> Fragmento
________________
Estaba gestionando un servicio de catering en nombre de mi jefe mientras él luchaba contra el cáncer, y se acercaba el evento más grande hasta ahora: una boda con 150 porciones de bistec a 50 dólares cada una, todo confirmado, contrato firmado y ya en plena preparación.
Era mi primer evento completamente sola. Me había encargado de cada detalle y quería que todo saliera perfecto.
Todo cambió a la 1:00 p.m. del día antes de la boda, cuando llamó Camille, la novia.
En cuanto vi su nombre en la pantalla, tuve un mal presentimiento.
Contesté cortésmente, pero su tono fue seco.
Ella y su prometido Blake querían cambiar el menú de bistec a mariscos… a menos de 24 horas del evento.
________________
> Datos proporcionados
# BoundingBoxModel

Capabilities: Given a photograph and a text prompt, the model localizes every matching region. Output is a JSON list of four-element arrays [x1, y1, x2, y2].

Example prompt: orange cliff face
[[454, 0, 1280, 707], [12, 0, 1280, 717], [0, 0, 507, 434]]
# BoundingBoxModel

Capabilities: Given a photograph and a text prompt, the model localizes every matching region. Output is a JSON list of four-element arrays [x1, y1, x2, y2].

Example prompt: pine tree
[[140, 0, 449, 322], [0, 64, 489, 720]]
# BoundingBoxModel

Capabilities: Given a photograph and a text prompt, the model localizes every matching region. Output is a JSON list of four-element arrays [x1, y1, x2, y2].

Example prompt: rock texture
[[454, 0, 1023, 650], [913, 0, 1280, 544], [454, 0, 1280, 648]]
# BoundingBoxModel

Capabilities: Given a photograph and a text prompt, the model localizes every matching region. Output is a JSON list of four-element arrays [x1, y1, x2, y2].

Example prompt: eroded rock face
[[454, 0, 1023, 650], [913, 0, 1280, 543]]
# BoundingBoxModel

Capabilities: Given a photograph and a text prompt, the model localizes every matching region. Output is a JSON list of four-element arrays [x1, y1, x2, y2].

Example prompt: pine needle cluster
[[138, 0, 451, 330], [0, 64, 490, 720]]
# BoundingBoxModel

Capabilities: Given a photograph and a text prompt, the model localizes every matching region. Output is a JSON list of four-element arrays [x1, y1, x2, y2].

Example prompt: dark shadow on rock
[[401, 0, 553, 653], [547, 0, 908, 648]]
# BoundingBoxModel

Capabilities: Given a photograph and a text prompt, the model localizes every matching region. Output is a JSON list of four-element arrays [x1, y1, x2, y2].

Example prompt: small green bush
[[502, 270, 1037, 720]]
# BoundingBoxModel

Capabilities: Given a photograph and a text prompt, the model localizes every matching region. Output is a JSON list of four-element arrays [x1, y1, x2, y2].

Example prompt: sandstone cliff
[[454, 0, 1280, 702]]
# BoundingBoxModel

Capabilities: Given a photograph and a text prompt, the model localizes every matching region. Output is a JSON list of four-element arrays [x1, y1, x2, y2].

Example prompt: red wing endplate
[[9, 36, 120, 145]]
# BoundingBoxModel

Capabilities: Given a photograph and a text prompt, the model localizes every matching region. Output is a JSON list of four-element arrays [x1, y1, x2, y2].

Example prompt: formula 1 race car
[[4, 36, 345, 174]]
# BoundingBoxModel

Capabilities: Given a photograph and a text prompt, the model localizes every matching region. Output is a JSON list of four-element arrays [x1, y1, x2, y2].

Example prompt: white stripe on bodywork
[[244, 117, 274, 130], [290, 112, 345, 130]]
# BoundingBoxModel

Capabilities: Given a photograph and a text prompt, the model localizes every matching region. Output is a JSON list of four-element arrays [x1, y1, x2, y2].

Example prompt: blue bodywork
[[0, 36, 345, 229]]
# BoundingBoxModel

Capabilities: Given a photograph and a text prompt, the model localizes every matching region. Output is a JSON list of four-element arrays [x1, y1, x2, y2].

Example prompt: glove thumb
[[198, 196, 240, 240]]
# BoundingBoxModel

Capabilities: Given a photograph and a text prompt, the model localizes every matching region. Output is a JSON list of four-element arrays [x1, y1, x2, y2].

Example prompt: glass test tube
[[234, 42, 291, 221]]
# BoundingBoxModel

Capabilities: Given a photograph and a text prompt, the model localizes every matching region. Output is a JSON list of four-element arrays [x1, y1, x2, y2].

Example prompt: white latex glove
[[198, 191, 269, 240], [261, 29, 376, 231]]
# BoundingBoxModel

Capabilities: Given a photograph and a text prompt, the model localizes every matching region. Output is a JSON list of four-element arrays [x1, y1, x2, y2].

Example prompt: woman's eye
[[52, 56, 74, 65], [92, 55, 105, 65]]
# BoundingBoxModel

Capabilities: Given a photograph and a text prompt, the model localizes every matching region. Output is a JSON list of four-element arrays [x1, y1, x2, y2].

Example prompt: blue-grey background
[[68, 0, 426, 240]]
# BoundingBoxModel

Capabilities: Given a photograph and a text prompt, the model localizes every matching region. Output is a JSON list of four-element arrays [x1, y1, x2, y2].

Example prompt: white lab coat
________________
> Acciones por realizar
**a.** En el fragmento sobre el servicio de catering, ¿a qué hora llamó la novia el día antes de la boda?
**b.** Escribe la continuación del fragmento sobre el servicio de catering a partir de su última oración.
El listado no hace falta para resolver lo que se pide.

> Respuestas
**a.** A la 1:00 p.m.

**b.**
Le expliqué que ya estábamos en medio de los preparativos, que todo había sido comprado y que el contrato no permitía cambios con tan poco aviso.
Camille explotó. Gritó, me insultó, me llamó analfabeta y amenazó con demandarnos.
Entonces tomó el teléfono Blake, cuya arrogancia era igual de grande. Dijo: “Estás despedida” y colgó.
Mi equipo me miraba esperando instrucciones.
Miré alrededor, las bistecs a medio preparar y las salsas hirviendo, y dije: “Sigan adelante”. Pensaron que estaba loca, pero tenía un presentimiento.
Preparamos todo como si aún estuviéramos contratados.
A la mañana siguiente, a las 7:00, sonó el teléfono. Era Blake.
—Más te vale estar en el lugar del evento —gruñó.
Sonreí.
Le recordé que había cancelado el contrato.
Si quería la comida ese día, tendría que pagar tres veces el precio original, por adelantado, según nuestro inventario actual.
Hubo un silencio largo y tenso.
—Está bien —escupió—. Pero quiero mariscos.
—El menú es bistec. Tómalo o déjalo —respondí.
Aceptó.
En el lugar, le hice firmar un nuevo contrato y entregar un cheque antes de descargar una sola bandeja.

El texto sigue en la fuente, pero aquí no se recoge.